***** Data to process *****

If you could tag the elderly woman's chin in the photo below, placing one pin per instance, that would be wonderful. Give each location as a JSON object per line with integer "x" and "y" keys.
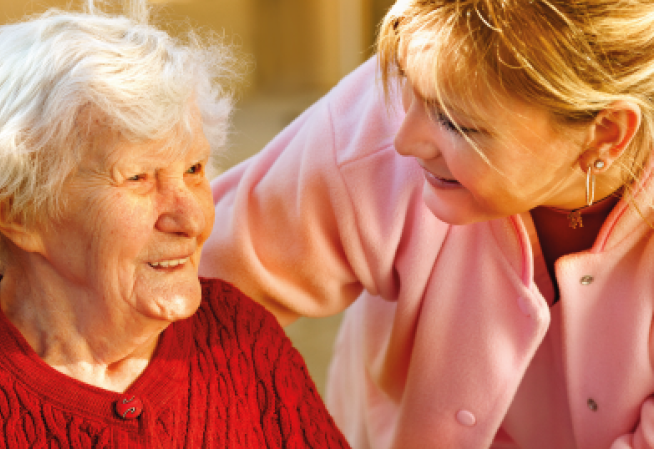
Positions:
{"x": 171, "y": 297}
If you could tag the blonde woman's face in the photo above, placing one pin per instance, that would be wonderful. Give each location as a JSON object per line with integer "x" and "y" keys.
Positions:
{"x": 528, "y": 162}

*****

§ Given task: Write out every line of the rows above without changing a word, and leave out the pictures.

§ Solution:
If you could tag the elderly woman's chin in the photo below, placing one pin per instance, that would be wonderful. Give each location as a JSON object per line with integer "x" and "y" keys.
Positions:
{"x": 171, "y": 297}
If you could tag the blonde woman's face in the photo above, placing one pin per instance, that would be wonderful. Give each location as a JSON object per line with integer "x" and "y" keys.
Positions:
{"x": 528, "y": 162}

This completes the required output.